### [ЦИТИРУЕМЫЙ ОТРЫВОК]
================

Книги

Вячеслав Иванов

22
18
20
22
24
26
28
30

А жизнь на «башне» по-прежнему не утихала. Вера Шварсалон поступила на отделение классической филологии Высших женских курсов и стала ученицей знаменитого профессора, переводчика и комментатора Софокла, доброго знакомого Вячеслава Иванова Фаддея Францевича Зелинского. Ей неожиданно пришла в голову мысль разыграть на семинаре небольшой отрывок из какой-нибудь античной драмы. Для пеплума были использованы яркие ткани, оставшиеся после Лидии Дмитриевны. Сценическому искусству Веру взялся обучать частый гость «башни» – Всеволод Мейерхольд. Он с радостью и готовностью согласился быть режиссером этой постановки.

================

Элементы из источника данных:
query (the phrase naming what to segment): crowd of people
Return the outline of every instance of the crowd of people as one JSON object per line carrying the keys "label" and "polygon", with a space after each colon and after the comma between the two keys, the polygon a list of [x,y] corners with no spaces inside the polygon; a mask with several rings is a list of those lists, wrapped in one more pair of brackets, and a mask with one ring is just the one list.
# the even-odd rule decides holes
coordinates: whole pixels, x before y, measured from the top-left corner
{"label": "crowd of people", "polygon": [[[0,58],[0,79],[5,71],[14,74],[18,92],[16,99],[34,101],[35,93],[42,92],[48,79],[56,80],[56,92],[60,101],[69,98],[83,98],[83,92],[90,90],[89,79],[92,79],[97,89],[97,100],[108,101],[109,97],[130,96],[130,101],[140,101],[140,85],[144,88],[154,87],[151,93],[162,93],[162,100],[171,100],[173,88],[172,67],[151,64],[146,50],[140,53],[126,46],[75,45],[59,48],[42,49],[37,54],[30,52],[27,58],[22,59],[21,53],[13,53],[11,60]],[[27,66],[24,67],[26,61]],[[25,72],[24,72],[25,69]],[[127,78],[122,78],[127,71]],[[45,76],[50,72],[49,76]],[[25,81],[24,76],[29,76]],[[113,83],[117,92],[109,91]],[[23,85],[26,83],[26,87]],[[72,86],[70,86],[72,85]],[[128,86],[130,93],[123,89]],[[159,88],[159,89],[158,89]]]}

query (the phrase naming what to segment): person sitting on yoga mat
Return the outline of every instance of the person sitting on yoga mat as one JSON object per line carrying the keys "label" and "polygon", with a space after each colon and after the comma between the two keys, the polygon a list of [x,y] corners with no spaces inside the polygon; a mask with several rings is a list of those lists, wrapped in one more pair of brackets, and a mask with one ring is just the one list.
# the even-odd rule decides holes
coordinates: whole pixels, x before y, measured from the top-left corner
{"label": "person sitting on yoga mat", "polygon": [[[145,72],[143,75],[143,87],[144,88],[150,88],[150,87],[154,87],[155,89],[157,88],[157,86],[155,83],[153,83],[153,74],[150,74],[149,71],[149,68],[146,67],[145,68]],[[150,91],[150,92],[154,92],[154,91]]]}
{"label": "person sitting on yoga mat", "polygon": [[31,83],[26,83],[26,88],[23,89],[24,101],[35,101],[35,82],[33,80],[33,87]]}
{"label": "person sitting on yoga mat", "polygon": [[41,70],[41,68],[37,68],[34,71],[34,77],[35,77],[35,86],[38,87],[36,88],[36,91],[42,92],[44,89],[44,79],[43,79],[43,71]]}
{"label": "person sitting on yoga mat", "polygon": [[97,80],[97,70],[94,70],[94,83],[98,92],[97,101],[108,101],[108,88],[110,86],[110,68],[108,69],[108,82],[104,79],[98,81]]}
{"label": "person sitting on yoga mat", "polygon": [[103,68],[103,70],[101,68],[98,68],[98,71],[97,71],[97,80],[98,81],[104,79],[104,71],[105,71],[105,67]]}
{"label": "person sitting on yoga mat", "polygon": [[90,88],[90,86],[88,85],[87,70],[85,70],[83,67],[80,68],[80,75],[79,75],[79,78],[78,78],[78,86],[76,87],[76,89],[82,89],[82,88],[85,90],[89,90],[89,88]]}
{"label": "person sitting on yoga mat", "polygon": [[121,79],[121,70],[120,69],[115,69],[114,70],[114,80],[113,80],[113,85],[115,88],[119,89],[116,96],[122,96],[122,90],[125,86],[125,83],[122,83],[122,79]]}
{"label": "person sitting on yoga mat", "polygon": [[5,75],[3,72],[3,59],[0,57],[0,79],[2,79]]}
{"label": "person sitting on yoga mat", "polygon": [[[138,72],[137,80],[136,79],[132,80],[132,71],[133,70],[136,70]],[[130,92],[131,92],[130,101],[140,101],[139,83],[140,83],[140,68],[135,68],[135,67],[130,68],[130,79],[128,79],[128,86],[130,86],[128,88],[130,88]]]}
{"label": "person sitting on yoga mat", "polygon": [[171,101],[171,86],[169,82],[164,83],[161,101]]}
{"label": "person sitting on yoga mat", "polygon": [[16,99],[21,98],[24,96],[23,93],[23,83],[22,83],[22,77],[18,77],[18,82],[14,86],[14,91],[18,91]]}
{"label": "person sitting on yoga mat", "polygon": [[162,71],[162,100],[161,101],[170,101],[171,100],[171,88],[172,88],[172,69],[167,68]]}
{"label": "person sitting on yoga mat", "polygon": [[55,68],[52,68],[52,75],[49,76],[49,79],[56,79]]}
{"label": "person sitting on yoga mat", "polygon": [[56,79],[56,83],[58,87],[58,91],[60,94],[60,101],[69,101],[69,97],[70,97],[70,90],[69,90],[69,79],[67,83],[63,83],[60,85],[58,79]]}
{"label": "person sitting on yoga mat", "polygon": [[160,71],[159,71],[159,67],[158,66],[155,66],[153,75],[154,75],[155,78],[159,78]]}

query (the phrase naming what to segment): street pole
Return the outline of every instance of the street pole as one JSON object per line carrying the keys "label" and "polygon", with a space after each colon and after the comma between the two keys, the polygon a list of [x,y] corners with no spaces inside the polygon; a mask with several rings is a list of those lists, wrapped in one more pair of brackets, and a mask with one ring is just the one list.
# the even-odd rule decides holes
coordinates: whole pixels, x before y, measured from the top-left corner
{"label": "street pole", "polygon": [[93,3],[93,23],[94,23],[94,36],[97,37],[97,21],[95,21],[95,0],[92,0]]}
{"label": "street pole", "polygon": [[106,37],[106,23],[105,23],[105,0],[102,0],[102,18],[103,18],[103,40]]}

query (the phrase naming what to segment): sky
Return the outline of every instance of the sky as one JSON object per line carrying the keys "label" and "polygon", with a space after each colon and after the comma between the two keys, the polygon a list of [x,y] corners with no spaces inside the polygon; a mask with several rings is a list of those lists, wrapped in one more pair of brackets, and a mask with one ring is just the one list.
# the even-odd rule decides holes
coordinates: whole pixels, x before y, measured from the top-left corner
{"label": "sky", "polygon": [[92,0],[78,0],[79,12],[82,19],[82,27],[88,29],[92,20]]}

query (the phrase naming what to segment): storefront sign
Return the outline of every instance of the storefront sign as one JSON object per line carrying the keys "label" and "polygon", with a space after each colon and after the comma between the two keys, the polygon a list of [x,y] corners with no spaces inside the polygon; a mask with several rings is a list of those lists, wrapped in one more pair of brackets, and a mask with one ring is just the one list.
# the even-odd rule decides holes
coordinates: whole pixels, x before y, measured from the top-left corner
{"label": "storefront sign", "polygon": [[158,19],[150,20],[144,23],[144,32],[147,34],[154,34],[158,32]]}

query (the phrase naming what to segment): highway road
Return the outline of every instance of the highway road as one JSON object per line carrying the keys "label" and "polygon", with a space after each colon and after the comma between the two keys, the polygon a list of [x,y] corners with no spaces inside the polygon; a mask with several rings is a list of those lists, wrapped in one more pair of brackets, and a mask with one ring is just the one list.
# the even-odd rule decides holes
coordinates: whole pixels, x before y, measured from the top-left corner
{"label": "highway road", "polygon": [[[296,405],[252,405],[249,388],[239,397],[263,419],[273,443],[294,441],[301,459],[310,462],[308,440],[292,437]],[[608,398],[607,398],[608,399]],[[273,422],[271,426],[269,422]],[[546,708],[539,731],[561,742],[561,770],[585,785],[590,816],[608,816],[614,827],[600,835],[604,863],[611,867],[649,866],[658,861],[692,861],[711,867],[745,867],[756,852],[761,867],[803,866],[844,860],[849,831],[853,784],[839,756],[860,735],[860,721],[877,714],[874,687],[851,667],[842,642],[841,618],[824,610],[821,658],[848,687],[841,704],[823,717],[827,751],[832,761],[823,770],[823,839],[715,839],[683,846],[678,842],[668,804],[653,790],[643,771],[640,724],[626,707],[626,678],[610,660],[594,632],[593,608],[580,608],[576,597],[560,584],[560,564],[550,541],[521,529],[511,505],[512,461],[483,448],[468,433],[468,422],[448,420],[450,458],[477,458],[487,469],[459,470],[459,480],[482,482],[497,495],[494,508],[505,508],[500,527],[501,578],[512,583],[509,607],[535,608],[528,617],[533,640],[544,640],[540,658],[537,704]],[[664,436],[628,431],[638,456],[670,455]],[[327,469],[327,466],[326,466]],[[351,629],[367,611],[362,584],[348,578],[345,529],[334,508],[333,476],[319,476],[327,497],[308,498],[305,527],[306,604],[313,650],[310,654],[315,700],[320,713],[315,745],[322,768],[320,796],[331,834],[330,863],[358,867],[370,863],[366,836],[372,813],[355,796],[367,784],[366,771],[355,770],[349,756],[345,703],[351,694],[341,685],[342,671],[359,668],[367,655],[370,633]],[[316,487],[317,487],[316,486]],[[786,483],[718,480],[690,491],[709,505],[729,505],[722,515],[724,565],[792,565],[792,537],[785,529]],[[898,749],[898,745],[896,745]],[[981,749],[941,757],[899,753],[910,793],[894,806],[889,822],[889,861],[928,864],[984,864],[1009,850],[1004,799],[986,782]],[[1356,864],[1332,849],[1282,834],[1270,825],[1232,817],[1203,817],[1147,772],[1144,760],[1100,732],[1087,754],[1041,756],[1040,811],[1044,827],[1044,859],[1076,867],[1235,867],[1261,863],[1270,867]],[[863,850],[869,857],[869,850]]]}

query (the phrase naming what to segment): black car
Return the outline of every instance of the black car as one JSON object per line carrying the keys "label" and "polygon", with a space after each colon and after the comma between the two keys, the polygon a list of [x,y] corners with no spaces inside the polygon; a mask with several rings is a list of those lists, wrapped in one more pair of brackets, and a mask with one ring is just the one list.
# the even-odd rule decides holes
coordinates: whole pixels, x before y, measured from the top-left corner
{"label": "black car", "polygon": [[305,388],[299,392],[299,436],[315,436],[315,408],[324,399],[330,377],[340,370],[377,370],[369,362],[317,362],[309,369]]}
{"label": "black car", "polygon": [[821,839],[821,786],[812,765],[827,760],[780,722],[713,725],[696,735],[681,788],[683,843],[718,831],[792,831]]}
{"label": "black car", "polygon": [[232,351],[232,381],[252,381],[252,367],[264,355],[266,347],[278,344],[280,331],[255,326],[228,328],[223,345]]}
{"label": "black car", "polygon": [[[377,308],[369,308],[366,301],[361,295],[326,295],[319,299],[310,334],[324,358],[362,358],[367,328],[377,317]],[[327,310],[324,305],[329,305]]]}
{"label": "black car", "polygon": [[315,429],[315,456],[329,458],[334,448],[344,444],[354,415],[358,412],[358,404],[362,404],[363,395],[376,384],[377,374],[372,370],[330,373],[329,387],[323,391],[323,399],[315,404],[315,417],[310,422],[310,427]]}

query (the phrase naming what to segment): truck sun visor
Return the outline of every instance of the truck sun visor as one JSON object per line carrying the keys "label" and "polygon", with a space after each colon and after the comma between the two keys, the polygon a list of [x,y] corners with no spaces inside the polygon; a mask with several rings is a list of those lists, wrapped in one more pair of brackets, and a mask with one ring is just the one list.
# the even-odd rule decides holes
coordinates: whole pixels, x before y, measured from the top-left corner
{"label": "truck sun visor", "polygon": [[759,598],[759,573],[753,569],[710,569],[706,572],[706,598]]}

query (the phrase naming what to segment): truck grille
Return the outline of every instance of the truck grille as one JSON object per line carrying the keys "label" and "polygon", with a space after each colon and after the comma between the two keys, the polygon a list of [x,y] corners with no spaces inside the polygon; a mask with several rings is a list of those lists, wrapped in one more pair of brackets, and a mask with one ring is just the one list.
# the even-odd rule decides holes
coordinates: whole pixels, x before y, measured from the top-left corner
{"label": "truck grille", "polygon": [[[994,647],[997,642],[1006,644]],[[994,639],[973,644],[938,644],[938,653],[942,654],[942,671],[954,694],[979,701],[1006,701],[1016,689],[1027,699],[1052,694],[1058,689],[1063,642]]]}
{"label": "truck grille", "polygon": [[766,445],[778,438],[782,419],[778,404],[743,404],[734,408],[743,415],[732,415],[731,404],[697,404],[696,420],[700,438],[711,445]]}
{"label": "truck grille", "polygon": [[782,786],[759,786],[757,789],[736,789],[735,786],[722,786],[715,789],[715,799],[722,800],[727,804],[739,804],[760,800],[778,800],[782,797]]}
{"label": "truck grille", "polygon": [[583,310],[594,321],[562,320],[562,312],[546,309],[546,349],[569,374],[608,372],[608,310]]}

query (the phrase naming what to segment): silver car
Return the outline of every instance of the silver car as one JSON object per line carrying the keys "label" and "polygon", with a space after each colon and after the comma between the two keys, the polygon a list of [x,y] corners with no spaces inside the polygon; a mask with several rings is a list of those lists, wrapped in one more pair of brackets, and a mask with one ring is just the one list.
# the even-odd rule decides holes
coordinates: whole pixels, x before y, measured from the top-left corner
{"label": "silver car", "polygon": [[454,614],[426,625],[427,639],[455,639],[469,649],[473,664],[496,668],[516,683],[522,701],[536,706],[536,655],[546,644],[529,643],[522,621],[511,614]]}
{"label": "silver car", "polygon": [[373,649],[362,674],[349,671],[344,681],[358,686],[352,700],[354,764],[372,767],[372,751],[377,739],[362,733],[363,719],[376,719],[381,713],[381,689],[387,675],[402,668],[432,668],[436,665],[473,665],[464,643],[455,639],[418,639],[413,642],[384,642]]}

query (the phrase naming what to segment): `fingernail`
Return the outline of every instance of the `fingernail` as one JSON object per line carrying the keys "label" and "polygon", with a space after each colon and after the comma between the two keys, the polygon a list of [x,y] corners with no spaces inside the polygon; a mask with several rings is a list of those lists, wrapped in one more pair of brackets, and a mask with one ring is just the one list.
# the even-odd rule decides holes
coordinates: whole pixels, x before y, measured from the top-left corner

================

### [ЗАДАНИЯ К ВЫПОЛНЕНИЮ]
(A) Перескажите отрывок о жизни на «башне» в двух предложениях.
(B) Отыщите, пожалуйста, в записях все строки, где встречается слово «crowd», и перепишите их с учетом регистра.

### [ВЫПОЛНЕННОЕ УПРАЖНЕНИЕ]
(A) Вера Шварсалон поступила на отделение классической филологии Высших женских курсов, стала ученицей профессора Фаддея Францевича Зелинского и решила разыграть на семинаре небольшой отрывок из античной драмы. Для пеплума использовали яркие ткани, оставшиеся после Лидии Дмитриевны, а сценическому искусству Веру взялся обучать Всеволод Мейерхольд, охотно согласившийся стать режиссером постановки.

(B)
query (the phrase naming what to segment): crowd of people
Return the outline of every instance of the crowd of people as one JSON object per line carrying the keys "label" and "polygon", with a space after each colon and after the comma between the two keys, the polygon a list of [x,y] corners with no spaces inside the polygon; a mask with several rings is a list of those lists, wrapped in one more pair of brackets, and a mask with one ring is just the one list.
{"label": "crowd of people", "polygon": [[[0,58],[0,79],[5,71],[14,74],[18,92],[16,99],[34,101],[35,93],[42,92],[48,79],[56,80],[56,92],[60,101],[69,98],[83,98],[83,92],[90,90],[89,79],[92,79],[97,89],[97,100],[108,101],[109,97],[130,96],[130,101],[140,101],[140,85],[144,88],[154,87],[151,93],[162,93],[162,100],[171,100],[173,88],[172,67],[151,64],[146,50],[140,53],[126,46],[75,45],[59,48],[42,49],[37,54],[30,52],[27,58],[22,59],[21,53],[13,53],[11,60]],[[27,66],[24,67],[26,61]],[[25,72],[24,72],[25,69]],[[127,78],[122,78],[127,71]],[[45,76],[50,72],[49,76]],[[25,81],[24,76],[29,76]],[[113,83],[117,92],[109,91]],[[23,85],[26,83],[26,87]],[[72,86],[70,86],[72,85]],[[128,86],[130,93],[123,89]],[[159,88],[159,89],[158,89]]]}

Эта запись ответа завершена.